** START **

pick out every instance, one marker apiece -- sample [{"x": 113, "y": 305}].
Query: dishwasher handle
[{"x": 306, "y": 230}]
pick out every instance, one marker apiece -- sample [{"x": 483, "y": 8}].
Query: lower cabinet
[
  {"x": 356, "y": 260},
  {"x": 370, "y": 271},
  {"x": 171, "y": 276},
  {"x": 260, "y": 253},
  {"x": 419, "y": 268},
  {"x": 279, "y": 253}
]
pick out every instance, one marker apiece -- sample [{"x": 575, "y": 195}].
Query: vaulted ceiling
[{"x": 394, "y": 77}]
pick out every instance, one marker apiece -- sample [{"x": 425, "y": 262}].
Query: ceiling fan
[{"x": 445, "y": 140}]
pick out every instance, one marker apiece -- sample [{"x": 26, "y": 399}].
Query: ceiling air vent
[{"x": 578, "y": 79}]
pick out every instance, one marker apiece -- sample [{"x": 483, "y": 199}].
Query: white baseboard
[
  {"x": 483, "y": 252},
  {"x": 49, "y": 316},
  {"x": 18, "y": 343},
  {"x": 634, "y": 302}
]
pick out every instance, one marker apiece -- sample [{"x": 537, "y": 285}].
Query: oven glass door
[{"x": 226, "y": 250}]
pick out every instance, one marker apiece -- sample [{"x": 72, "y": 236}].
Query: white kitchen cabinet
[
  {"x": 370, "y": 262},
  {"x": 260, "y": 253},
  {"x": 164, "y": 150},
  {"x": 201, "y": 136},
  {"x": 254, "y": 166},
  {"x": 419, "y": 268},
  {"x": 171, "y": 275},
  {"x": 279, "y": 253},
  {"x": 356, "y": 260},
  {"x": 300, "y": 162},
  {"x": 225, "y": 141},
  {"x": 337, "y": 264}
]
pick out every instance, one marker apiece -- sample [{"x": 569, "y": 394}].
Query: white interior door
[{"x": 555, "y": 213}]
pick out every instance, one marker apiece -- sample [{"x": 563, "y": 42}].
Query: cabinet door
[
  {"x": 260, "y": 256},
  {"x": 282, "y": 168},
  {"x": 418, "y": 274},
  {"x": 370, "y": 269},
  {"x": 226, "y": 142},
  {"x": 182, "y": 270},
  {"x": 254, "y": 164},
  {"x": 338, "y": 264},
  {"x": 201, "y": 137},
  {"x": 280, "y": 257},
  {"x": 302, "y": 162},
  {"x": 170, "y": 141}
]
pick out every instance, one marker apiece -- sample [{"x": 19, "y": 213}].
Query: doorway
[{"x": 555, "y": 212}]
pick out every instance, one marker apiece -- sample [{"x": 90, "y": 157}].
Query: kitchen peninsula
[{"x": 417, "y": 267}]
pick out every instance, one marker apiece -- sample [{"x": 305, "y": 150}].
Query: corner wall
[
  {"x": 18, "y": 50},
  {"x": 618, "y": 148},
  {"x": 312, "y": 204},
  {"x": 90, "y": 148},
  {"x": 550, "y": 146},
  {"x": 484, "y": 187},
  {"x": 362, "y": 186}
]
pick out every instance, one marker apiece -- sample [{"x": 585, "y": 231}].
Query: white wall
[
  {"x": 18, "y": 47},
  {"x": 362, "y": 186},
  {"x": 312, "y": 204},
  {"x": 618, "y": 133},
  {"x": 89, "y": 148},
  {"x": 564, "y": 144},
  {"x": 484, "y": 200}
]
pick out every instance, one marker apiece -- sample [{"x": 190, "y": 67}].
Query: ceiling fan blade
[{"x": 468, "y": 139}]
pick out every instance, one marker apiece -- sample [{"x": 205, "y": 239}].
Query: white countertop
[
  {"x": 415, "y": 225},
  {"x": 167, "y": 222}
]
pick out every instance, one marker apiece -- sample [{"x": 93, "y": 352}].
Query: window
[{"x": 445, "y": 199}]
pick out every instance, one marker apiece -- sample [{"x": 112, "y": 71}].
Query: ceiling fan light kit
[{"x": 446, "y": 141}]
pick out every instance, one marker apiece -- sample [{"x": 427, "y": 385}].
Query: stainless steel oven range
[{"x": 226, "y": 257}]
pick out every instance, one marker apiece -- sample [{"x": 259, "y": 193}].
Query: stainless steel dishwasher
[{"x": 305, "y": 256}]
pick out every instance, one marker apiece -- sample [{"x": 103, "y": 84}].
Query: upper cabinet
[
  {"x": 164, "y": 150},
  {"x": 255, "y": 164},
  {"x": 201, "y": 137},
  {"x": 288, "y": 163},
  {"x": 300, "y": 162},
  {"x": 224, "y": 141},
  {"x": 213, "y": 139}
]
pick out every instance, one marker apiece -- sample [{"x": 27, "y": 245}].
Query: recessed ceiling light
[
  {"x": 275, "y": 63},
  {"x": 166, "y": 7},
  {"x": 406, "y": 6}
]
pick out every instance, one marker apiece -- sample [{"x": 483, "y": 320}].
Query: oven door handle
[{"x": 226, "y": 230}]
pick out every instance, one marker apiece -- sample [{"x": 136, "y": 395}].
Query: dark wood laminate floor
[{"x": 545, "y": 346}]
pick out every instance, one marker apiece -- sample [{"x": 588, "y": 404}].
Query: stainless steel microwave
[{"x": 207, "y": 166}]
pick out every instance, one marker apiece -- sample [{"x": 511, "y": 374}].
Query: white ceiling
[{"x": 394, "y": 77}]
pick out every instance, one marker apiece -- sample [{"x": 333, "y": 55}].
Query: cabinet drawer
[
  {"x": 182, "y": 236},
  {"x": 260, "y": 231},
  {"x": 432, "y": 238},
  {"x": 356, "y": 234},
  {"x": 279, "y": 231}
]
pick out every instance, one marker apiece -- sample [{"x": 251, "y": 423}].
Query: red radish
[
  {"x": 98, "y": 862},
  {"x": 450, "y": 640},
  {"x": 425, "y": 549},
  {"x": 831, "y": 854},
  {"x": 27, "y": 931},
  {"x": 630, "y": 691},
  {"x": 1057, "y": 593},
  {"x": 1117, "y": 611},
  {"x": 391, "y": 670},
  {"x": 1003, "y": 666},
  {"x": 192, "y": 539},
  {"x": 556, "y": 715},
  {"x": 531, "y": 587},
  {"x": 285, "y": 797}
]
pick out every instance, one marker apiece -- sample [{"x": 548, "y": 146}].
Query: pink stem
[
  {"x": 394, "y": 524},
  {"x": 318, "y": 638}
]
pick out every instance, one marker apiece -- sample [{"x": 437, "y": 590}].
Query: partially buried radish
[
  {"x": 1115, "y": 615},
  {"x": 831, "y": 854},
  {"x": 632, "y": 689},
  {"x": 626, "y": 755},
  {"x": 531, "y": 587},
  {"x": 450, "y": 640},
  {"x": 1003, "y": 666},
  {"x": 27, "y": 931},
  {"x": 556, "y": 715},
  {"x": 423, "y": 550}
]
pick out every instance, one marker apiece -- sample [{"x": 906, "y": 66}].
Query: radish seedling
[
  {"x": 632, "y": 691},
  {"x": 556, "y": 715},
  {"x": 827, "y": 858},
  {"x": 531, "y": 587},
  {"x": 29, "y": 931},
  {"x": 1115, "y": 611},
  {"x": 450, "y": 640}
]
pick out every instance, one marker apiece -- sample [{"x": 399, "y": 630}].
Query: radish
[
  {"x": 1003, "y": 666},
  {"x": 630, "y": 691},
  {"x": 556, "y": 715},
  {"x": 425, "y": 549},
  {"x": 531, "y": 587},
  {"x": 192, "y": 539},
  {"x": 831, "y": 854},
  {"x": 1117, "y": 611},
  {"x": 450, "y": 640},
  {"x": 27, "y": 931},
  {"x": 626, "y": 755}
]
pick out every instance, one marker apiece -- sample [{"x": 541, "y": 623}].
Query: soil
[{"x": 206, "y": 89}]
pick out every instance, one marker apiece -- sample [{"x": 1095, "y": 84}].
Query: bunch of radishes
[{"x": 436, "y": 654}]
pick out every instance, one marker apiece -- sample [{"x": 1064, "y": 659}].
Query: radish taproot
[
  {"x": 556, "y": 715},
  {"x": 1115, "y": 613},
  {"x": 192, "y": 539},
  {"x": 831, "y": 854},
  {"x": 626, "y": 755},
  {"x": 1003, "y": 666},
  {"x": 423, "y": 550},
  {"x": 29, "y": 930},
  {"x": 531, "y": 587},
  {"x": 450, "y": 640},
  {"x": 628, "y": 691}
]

** END **

• **Task objective**
Count the lines in the rows above that contain the word "dishwasher". Reply with the number alone.

• **Output of the exercise**
2